Widely Debated and Currently Controversial

In the state of Texas, a new law took effect on September 1, limiting what public social studies teachers can teach. The bill passed in the state legislature on an almost perfect party-line vote.

Among other things, the law, House Bill 3979, mandates that in required courses,

a teacher who chooses to discuss [a particular current event or widely debated and currently controversial issue of public policy or social affairs] shall, to the best of the teacher’s ability, strive to explore the topic from diverse and contending perspectives without giving deference to any one perspective.

Today, NBC News has reported on the effect this law is having in the Dallas/Forth Worth suburb of Southlake, where the school district is already embroiled in a political battle over racism. The district’s curriculum director was recently recorded (surreptitiously) during a training session with teachers, acknowledging their fears about the law. She told them,

We are in the middle of a political mess. And you are in the middle of a political mess. And so we just have to do the best that we can. … You are professionals. … So if you think the book is O.K., then let’s go with it. And whatever happens, we will fight it together.

But she added, giving an example of a potential conflict,

As you go through, just try to remember the concepts of [H.B.] 3979, and make sure that if you have a book on the Holocaust, that you have one that has an opposing—that has other perspectives.

Teachers heard on the recording reacted with shocked disbelief, speculating that this directive would apply to a book like Number the Stars, a widely taught historical novel about a Jewish family in Nazi-occupied Denmark.

She said, “Believe me, that’s come up.”


EDIT: On social media, many people have been attacking the administrator for supposedly suggesting it could be legitimate to present students with “opposing” sides on the Holocaust. I think they probably have misinterpreted what happened here.

Southlake has been at the center of a very public controversy over racism at its high school. That is presumably why NBC News was provided with this audio recording in the first place; NBC has been covering this situation in depth. In this context, Southlake school district is likely to have been targeted by far-right extremists; that’s how the world often works today.

In the audio released by NBC, the curriculum director is heard clearly indicating that she finds H.B. 3979 outrageous, committing herself to support teachers when they choose to teach controversial books. But she also provides teachers with strategic advice for protecting themselves against the law.

Because the text of H.B. 3979 does not discriminate against far-right extremist ideas.

In my reading, it is significant that the curriculum director corrected herself when she started to talk about supplementing the curriculum with “a book that has … an opposing” perspective on the Holocaust, switching to “a book … that has other perspectives” on the Holocaust.

_Data block_:
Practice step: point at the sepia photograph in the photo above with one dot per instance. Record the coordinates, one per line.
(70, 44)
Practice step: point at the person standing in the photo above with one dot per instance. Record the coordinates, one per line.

_Directive_:
Carry on the piece about the Texas law on teaching controversial topics, writing on from its last sentence.

_Output of the task_:
Remember the actual language of H.B. 3979: When a teacher discusses a controversial social studies topic, they must “explore the topic from diverse and contending perspectives without giving deference to any one perspective.” Given that language, teachers targeted by extremists would be providing themselves with legal cover for teaching the Holocaust truthfully if they could find “diverse and contending perspectives”—which could mean a lot of things other than Holocaust denial or approval—to include in the discussion.

And given Southlake’s recent history in the public eye, I’m inclined to believe the curriculum director, at least in a general way, when she says this issue has “come up” already.

I certainly hope that any court would rule that the Holocaust does not qualify as a “widely debated” topic. (“Currently controversial,” unfortunately, would include, by definition, virtually anything that resulted in a teacher being targeted.) But teachers and school districts do not have infinite resources for going through the process of finding out how courts will rule when they interpret bad laws.


A second EDIT to add: It is also worth understanding the internal dynamics of Southlake’s school district, to the extent they are publicly known.

The Dallas Morning News and the Forth Worth Star-Telegram report that a fourth-grade teacher there—a Carroll ISD 2020 “teacher of the year,” in fact—was recently the target of political harassment for having in her classroom a book called This Book Is Anti-Racist. The politicians on the school board—including two who had received donations from the parents’ PAC who complained—voted to reprimand the teacher for doing her job. In making this decision, the politicians were overruling the school administration, who had investigated the complaints and had cleared the teacher of wrongdoing.

In an environment like this, for anyone to attack a school administrator for trying to protect teachers against political harassment, as the curriculum director in the most recent controversy did, is to compound the chilling effects of Texas law, making it more dangerous to be a history teacher in Texas, not less.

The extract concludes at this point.